E A “PÓLVORA
EUROPEIA” CHEGA AO BRASIL: a transferencia da Família Real Lusa para a América
Portuguesa e suas implicações para o Grão-Pará *
Wilverson Rodrigo Silva de Melo [1]
RESUMO
– Este
trabalho tem por intuito discutir sobre o processo de transferencia da família
real portuguesa para o Brasil e as consequências e implicações
sócio-político-econômicos para a Província do Grão-pará. Ao mesmo tempo em que
buscar-se-á analisar a transferência da “pólvora europeia” para o Brasil, este
trabalho tentará dissertar sobre a relação que estes acontecimentos vindouros
da Europa influenciarão nas insurreições e revoltas populares ocorridas no Pará
na busca da emancipação política. A proposta metodológica fundamentou-se na
pesquisa bibliográfica, no Estudo de Caso e no método histórico.
PALAVRAS-CHAVE: europa, família real lusa,
grão-pará.
INTRODUÇÃO
Com
o advento da Revolução Francesa, novos pensamentos, conceitos e mentalidades
passaram a serem presentes no cotidiano francês. Os ideais iluministas de
igualdade, fraternidade e liberdade e a motivação de revolução para obter uma
transformação social passaram a ecoar por toda França e a se difundir por toda
a Europa.
Discussões
como distribuição de terras, sufrágio universal, valorização das
individualidades, isonomia de direitos e incentivos à proteção do
jusnaturalismo e aos direitos fundamentais da pessoa humana passaram a ecoar
por toda a Europa e logo ganharam espaço no Novo Mundo.
É,
pois, a partir dos ideais da Revolução Francesa que Napoleão Bonaparte inicia
sua política imperialista de desarticular as monarquias absolutistas europeias,
na ânsia de reconfigurar a geografia do Velho Mundo em Estados nações
democrático. No entanto, sua ambição vai muito mais, além disto, e Bonaparte
estabelece como meta levar a França a se tornar a grande potência mundial do
século XIX, mas para que isto viesse a se efetivar era necessário conseguir
neutralizar o crescimento da sua grande rival econômica – a Inglaterra.
As
tentativas de Napoleão giravam em torno de conquistar e obter como aliados
político-econômicos as nações pró-Inglaterra, de igual modo seus objetivos
também previam a neutralização das companhias de comércio inglesas, a conquista
de seus mercados consumidores para assim estabelecer um isolamento econômico,
um cordão social que condenaria a Inglaterra a sucumbir paulatinamente sem uma
relação de interdependência com outras nações. Estas tais metas conhecidas como
Bloqueio Continental que passaram a vigorar a partir de 1806 só foram
decretadas por Bonaparte devido a impossibilidade de Napoleão invadir e
destruir sua rival Inglaterra em um combate direto, haja visto que as condições
geográficas da Inglaterra enquanto ilha impossibilitava que as tropas francesas
chegassem como elemento surpresa nas terras britânicas devido a escassez de
embarcações da marinha francesa que se por um lado detinha o maior exército
terrestre do globo, por outro lado estava muito aquém da marinha britânica que
detinha a maior frota naval do mundo.

**INFORMAÇÕES FORNECIDAS**:

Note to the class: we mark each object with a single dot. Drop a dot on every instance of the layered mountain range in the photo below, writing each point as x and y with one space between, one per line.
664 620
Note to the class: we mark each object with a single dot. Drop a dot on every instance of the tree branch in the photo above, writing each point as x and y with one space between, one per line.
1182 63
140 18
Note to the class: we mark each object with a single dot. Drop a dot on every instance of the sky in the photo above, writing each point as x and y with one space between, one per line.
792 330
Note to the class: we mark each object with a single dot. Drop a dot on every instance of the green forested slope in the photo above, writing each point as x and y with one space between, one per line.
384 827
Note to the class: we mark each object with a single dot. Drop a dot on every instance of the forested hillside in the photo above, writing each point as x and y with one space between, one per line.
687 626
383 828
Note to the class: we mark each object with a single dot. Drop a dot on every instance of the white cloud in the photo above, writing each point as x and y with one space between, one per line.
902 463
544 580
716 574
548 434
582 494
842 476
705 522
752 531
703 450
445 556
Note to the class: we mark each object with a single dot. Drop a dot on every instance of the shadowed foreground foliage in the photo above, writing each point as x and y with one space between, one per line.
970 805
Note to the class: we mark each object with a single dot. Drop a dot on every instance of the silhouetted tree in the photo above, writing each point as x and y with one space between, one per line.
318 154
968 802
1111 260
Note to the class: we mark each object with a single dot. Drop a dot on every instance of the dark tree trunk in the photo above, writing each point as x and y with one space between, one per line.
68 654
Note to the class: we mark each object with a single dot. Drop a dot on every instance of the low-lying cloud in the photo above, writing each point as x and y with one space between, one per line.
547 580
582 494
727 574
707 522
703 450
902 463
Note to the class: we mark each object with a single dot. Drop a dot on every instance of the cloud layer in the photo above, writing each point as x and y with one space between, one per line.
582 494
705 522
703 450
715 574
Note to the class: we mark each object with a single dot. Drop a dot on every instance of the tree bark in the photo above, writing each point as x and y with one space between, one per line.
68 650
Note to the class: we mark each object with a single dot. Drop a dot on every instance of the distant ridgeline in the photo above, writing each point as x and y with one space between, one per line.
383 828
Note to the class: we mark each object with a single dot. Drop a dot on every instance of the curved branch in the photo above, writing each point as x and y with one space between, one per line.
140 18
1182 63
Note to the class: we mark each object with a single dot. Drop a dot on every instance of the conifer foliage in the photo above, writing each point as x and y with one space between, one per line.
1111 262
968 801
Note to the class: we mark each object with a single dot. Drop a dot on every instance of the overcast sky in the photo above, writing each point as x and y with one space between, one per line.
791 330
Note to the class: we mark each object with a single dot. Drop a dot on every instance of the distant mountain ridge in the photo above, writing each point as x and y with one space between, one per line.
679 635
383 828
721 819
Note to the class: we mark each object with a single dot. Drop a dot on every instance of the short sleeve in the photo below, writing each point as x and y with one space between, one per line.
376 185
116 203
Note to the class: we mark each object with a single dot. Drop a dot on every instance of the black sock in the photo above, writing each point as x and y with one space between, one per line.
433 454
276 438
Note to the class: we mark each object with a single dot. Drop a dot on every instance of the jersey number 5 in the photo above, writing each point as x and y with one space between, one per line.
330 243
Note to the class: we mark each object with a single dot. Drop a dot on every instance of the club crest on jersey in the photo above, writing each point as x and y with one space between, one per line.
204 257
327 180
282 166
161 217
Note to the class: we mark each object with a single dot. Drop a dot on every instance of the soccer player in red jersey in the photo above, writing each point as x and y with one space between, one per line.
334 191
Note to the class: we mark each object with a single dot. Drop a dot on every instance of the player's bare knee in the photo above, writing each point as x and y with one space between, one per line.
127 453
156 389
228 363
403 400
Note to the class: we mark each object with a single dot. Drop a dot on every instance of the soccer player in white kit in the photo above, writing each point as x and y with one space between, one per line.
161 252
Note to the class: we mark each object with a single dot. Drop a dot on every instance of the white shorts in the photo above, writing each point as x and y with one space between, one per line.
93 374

**O QUE FAZER**:
- A) Reescreva o trecho do texto citado que vai de "PALAVRAS-CHAVE: europa, família" até "no Novo Mundo.", inclusive, trocando "ecoar" por "ressoar".
- B) Segundo o texto citado, por que Bonaparte decretou o Bloqueio Continental? Responda em uma a três frases.

**RESULTADOS EM ORDEM**:
- A)
PALAVRAS-CHAVE: europa, família real lusa,
grão-pará.
INTRODUÇÃO
Com
o advento da Revolução Francesa, novos pensamentos, conceitos e mentalidades
passaram a serem presentes no cotidiano francês. Os ideais iluministas de
igualdade, fraternidade e liberdade e a motivação de revolução para obter uma
transformação social passaram a ressoar por toda França e a se difundir por toda
a Europa.
Discussões
como distribuição de terras, sufrágio universal, valorização das
individualidades, isonomia de direitos e incentivos à proteção do
jusnaturalismo e aos direitos fundamentais da pessoa humana passaram a ressoar
por toda a Europa e logo ganharam espaço no Novo Mundo.

- B) Bonaparte decretou o Bloqueio Continental porque não conseguia invadir e destruir a Inglaterra em um combate direto. Sendo uma ilha, a Inglaterra não podia ser alcançada de surpresa pelas tropas francesas, pois a marinha francesa tinha poucas embarcações. A França detinha o maior exército terrestre do globo, mas estava muito aquém da marinha britânica, que tinha a maior frota naval do mundo.